__Die Aufgabe__:
Beantworte anhand des Textes über das Zytomegalievirus diese Fragen:
1. Über welchen Weg geht das CMV-Virus laut dem ersten Absatz auf das Kind über?
2. Wie verläuft eine peri- oder postnatale CMV-Infektion bei reifgeborenen Kindern?
3. Weshalb dürfen schon vor der Geburt intrauterin infizierte Kinder uneingeschränkt gestillt werden?

__Textauszug__:
-*-*-
Zytomegalie Virus (CMV)

Das CMV-Virus geht über die Muttermilch auf das Kind über, daher wirft der Umgang mit CMV-infizierten Müttern bezüglich der Empfehlung zum Stillen einige Fragen auf.

Eine CMV-Infektion des Kindes peri- oder postnatal mittels Blut, Zervixsekret oder Muttermilch über die Mutter ist für reifgeborene Kinder unproblematisch, verläuft asymptomatisch und erfordert keinerlei Einschränkung des Stillens. Bereits vor der Geburt intrauterin infizierte Kinder können ebenfalls uneingeschränkt gestillt werden, selbst wenn sie zu früh oder mit sehr geringem Geburtsgewicht geboren werden sollten - die Infektion hat in diesem Fall bereits stattgefunden.
-*-*-
[Einträge aus einem Datensatz]
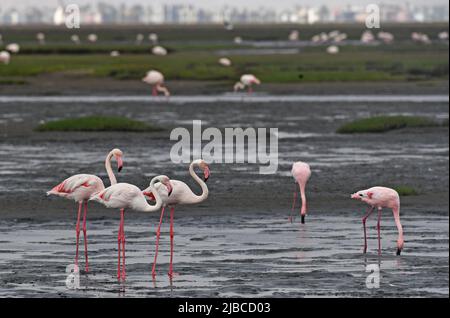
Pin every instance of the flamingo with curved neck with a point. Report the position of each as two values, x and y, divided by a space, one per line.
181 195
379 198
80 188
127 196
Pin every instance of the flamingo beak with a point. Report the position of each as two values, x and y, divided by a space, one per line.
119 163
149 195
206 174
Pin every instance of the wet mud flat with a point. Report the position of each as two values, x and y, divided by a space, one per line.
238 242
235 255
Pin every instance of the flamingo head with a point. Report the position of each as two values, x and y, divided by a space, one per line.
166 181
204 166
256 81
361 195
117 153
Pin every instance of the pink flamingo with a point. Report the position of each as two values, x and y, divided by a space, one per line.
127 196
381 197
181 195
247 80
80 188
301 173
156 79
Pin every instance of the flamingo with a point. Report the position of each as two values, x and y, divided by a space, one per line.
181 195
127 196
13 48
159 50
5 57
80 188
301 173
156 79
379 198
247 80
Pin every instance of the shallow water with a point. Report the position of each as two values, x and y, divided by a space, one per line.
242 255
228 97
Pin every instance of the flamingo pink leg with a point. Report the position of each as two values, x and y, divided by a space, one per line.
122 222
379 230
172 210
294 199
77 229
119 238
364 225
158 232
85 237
-*-*-
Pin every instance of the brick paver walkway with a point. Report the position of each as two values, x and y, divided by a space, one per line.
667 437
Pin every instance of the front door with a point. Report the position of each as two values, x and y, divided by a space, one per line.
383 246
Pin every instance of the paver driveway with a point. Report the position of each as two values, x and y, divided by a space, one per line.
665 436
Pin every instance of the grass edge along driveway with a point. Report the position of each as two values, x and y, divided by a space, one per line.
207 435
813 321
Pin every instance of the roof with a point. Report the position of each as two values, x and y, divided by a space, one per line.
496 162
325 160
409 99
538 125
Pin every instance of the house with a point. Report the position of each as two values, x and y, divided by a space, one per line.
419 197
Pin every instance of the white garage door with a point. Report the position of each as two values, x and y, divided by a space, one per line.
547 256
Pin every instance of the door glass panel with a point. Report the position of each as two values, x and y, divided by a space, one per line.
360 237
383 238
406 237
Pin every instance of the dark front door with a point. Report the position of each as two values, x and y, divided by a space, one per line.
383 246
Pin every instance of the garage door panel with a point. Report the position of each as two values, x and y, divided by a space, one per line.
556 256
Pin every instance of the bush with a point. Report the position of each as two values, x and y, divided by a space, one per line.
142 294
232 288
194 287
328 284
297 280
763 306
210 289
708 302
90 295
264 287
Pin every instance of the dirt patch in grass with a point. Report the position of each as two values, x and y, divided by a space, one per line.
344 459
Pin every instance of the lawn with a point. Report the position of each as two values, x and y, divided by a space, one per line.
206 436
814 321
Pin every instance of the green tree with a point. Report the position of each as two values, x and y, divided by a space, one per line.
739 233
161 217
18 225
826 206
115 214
-*-*-
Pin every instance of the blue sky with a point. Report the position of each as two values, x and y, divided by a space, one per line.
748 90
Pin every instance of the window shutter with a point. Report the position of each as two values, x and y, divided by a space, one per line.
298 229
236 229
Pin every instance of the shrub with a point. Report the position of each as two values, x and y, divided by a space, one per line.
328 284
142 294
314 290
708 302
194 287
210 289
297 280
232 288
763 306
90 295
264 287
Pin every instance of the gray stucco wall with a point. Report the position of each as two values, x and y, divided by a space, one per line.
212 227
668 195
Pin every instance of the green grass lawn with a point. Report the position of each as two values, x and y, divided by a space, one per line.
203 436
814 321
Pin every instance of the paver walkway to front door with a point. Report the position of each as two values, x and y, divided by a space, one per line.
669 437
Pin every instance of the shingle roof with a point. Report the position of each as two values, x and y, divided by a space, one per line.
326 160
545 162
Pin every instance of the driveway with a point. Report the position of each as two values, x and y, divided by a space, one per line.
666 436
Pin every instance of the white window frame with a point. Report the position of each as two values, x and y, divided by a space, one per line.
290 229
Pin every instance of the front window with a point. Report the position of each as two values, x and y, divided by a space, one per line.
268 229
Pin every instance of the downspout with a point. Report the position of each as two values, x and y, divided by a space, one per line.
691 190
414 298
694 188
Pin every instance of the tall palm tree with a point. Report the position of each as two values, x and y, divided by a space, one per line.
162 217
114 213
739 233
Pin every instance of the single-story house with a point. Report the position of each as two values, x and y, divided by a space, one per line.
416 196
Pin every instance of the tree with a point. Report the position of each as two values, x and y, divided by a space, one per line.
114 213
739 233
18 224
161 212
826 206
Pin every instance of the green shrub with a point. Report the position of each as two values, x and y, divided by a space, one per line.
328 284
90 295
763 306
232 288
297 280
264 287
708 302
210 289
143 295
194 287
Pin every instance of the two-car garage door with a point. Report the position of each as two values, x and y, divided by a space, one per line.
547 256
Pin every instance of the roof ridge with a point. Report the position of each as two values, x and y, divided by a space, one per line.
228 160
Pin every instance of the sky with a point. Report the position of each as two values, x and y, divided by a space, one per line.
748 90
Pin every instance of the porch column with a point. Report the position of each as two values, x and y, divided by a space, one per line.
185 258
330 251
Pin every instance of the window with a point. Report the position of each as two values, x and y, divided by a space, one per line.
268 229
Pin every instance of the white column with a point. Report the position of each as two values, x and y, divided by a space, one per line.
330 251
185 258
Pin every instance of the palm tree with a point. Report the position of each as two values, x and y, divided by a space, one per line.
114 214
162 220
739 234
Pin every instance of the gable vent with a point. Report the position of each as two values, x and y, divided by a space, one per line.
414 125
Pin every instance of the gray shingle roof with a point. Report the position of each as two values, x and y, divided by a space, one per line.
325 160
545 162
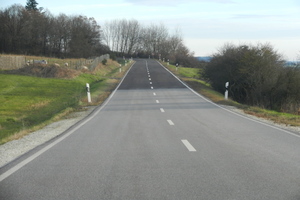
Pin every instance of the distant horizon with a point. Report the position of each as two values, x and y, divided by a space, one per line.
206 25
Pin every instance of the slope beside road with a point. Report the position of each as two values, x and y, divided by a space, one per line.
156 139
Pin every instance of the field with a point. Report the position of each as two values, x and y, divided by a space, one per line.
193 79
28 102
-*-*-
__Lösung__:
1. Über die Muttermilch.
2. Unproblematisch und asymptomatisch.
3. Weil die Infektion in diesem Fall bereits stattgefunden hat.